• Problème à traiter
Le texte sur l'arrêt du Conseil d'État confirme-t-il chacune des affirmations suivantes ? Répondez par oui ou par non, en citant les mots du texte qui tranchent. (a) L'arrêt a été rendu le 23 mars 2015. (b) En règle générale, l'administration vérifie la sincérité de l'attestation du demandeur. (c) D'après l'article R. 423-1, les demandes de permis de construire sont adressées à la préfecture.

• Texte source
- - -
Par arrêt n°348261 rendu ce 23 mars 2015, le Conseil d'Etat a jugé que si, en principe l'administration n'est pas tenue de vérifier le droit de propriété du demandeur d'une autorisation d'urbanisme, elle est tenue de refuser cette demande si elle " vient à disposer au moment où elle statue, sans avoir à procéder à une instruction lui permettant de les recueillir, d'informations de nature à établir son caractère frauduleux ou faisant apparaître, sans que cela puisse donner lieu à une contestation sérieuse, que le pétitionnaire ne dispose, contrairement à ce qu'implique l'article R. 423-1 du code de l'urbanisme, d'aucun droit à la déposer". Un arrêt susceptible de témoigner d'une évolution de jurisprudence du Conseil d'Etat.
Pour mémoire, l'article R. 423-1 du code de l'urbanisme dispose que les demandes de permis de construire et les déclarations préalables sont adressées à la mairie de la commune dans laquelle les travaux sont envisagés, notamment, " par le ou les propriétaires du ou des terrains, leur mandataire ou par une ou plusieurs personnes attestant être autorisées par eux à exécuter les travaux ".
Le demandeur doit attester de son droit sur la propriété objet de sa déclaration préalable ou de sa demande de permis de construire (article R. 431-35 du même code). L'autorisation d'urbanisme étant délivrée sous réserve du droit des tiers (article A. 428-4 du code de l'urbanisme), l'administration ne vérifie généralement pas la sincérité de cette attestation.
- - -
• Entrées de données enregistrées

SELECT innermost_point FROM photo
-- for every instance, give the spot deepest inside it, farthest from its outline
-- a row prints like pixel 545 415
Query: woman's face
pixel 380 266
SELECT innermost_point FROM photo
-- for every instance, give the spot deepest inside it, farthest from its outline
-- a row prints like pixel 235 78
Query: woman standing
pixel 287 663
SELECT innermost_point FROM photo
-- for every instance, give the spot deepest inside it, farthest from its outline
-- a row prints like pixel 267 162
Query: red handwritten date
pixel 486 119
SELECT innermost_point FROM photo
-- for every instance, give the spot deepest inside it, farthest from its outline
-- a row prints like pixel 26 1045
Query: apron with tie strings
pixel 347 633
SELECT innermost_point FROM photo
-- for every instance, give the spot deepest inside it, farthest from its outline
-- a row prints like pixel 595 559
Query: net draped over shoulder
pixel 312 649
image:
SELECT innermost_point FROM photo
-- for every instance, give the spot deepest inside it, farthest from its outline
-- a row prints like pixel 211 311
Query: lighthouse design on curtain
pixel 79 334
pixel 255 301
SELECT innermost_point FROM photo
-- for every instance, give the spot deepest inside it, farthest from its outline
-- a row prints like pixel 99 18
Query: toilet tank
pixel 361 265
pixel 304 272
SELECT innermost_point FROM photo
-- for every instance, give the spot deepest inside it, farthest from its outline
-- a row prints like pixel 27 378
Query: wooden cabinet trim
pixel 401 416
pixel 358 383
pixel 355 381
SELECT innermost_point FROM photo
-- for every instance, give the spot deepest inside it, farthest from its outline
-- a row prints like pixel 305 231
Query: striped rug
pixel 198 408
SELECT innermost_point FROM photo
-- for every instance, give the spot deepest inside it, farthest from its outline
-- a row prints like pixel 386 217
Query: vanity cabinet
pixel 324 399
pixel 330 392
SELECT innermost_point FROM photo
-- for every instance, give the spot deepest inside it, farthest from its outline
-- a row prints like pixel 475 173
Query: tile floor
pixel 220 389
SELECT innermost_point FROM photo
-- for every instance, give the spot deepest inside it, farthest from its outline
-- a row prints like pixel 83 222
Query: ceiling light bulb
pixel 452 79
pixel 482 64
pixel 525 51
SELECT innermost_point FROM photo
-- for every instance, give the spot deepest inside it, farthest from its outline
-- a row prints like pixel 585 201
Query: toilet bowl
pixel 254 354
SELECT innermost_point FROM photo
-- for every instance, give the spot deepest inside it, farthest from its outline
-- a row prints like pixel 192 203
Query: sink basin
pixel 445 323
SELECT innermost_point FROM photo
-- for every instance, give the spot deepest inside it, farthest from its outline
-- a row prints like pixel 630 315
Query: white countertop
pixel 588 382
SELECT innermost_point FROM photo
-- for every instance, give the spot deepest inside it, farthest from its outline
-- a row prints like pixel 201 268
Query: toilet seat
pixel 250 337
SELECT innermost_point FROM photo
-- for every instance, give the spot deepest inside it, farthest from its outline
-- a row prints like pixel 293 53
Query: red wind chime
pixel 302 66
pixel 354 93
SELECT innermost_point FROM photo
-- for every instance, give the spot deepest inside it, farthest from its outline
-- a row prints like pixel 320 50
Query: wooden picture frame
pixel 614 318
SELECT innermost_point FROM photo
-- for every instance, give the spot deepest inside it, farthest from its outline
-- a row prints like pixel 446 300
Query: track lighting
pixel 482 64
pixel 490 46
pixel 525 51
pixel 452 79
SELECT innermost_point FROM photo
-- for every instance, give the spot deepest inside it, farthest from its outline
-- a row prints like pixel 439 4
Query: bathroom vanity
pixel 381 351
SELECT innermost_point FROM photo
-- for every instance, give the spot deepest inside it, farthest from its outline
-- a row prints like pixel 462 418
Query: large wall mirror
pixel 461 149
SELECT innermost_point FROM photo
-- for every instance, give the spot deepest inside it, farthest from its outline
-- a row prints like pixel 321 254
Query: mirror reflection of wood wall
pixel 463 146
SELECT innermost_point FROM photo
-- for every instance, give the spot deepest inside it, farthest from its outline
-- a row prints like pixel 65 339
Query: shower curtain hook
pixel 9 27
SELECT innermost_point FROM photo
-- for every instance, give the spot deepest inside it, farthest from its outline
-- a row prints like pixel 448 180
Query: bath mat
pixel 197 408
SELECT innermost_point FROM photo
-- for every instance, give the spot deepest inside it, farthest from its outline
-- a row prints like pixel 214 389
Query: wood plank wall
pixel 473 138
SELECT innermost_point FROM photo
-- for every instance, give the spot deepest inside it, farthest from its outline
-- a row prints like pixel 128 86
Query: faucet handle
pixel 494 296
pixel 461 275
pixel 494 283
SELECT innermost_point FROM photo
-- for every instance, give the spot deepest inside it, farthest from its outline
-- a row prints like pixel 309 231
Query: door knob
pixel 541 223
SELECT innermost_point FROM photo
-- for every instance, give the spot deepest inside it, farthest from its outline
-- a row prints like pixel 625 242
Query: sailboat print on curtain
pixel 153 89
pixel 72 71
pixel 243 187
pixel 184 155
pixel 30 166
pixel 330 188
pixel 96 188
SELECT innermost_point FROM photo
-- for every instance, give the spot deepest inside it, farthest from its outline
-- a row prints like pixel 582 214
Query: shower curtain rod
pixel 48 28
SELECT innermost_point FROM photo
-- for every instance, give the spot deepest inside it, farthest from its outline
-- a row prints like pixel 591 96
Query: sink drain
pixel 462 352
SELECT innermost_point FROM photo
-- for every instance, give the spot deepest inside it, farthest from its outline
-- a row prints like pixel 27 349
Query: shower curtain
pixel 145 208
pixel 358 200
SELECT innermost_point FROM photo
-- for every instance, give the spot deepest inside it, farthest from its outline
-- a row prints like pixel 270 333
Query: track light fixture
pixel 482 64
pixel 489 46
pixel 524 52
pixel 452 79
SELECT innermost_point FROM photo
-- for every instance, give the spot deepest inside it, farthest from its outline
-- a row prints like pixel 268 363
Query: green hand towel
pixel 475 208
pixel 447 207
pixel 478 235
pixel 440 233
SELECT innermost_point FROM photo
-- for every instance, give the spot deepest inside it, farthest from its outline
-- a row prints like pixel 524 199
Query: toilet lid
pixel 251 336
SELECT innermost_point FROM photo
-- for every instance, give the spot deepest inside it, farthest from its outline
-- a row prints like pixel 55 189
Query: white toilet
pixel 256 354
- - -
• Réponse
(a) Oui : « rendu ce 23 mars 2015 ».
(b) Non : « l'administration ne vérifie généralement pas la sincérité de cette attestation ».
(c) Non : « sont adressées à la mairie de la commune dans laquelle les travaux sont envisagés ».